19. Pendengar yang buruk
Sebagian besar orang tua adalah
pendengar yang buruk bagi anak anaknya. Benarkah? Bila ada suatu masalah yang
terjadi pada anak, orang tua lebih suka menyela, langsung menasehati tanpa mau
bertanya permasalahannya serta asal usul kejadiannya.
Sebagai contoh, anak kita baru saja
pulang sekolah yang mestinya pulangnya siang, dia datang di sore hari. Kita
tidak mendapat keterangan apapun darinya atas keterlambatan tersebut. Tentu
saja kita kesal menunggu dan sekaligus khawatir. Lalu pada saat anak kita
sampai dan masih lelah, kita langsung menyambutnya dengan serentetan pertanyaan
dan omelan. Bahkan setiap kali anak hendak bicara, kita selalu memotongnya.
Akibatnya ia amalah tidak mau bicara dan marah pada kita.
Bila kita tidak berusaha
mendengarkan mereka, maka mereka pun akan bersikap seperti itu pada kita dan
akan belajar mengabaikan kita.
Apa yang sebaiknya kita lakukan?
Jika kita tidak menghendaki hal ini
terjadi, maka mulai saat ini jadilah pendengar yang baik. Perhatikan setiap
ucapannya. Ajukan pertanyaan pertanyaan untuk menunjukkan ketertarikan kita
akan persoalan yang dihadapinya.
20. Selalu menuruti permintaan anak.

* Yang Diharapkan: Berdasarkan kutipan dokumen di atas, jelaskan mengapa orang tua dianjurkan untuk mulai menjadi pendengar yang baik bagi anak. Jawab dalam satu hingga tiga kalimat.

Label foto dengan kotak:
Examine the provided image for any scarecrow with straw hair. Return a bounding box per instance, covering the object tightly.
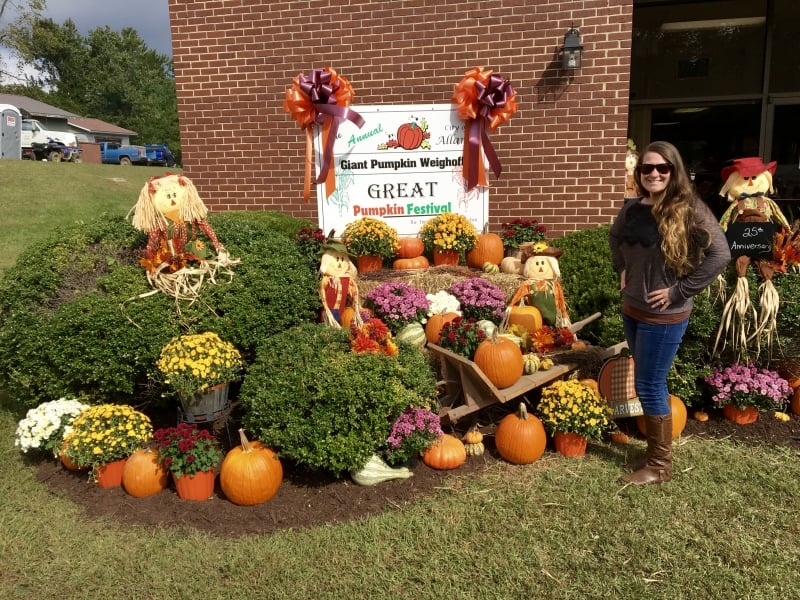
[319,239,363,327]
[131,174,239,301]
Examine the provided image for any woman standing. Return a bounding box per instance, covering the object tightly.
[609,142,731,485]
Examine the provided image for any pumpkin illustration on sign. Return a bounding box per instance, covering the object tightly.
[378,117,431,150]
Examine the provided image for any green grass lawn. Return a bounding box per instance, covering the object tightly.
[0,160,172,273]
[0,161,800,600]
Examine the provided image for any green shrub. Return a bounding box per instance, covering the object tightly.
[553,225,625,346]
[0,212,319,410]
[240,324,435,476]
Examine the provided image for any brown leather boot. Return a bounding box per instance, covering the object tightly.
[620,414,672,485]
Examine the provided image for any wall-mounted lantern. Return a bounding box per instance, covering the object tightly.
[561,25,583,71]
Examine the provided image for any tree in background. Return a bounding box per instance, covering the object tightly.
[0,9,180,164]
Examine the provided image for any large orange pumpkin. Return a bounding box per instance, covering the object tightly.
[494,402,547,465]
[422,433,467,471]
[467,227,505,269]
[219,429,283,506]
[341,306,372,329]
[425,313,458,344]
[636,394,687,440]
[474,329,525,389]
[508,305,542,333]
[392,256,431,271]
[122,450,169,498]
[395,235,425,258]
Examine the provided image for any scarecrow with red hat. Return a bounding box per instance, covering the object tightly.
[715,157,791,353]
[509,242,572,328]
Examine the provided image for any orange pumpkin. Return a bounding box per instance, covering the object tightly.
[636,394,687,440]
[473,329,525,389]
[692,410,708,423]
[122,450,169,498]
[494,402,547,465]
[425,313,458,344]
[219,429,283,506]
[422,433,467,471]
[467,227,505,269]
[392,256,431,271]
[508,305,542,333]
[395,236,425,258]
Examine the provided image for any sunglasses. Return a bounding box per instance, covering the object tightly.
[636,163,674,175]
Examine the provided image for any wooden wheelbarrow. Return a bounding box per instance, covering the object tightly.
[427,312,614,424]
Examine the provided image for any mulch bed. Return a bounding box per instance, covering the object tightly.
[37,407,800,537]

* Jawaban Tugas: Orang tua dianjurkan menjadi pendengar yang baik karena, bila mereka tidak berusaha mendengarkan anak, anak pun akan bersikap sama dan belajar mengabaikan mereka. Dengan memperhatikan setiap ucapan anak dan mengajukan pertanyaan, orang tua menunjukkan ketertarikan pada persoalan yang dihadapi anak.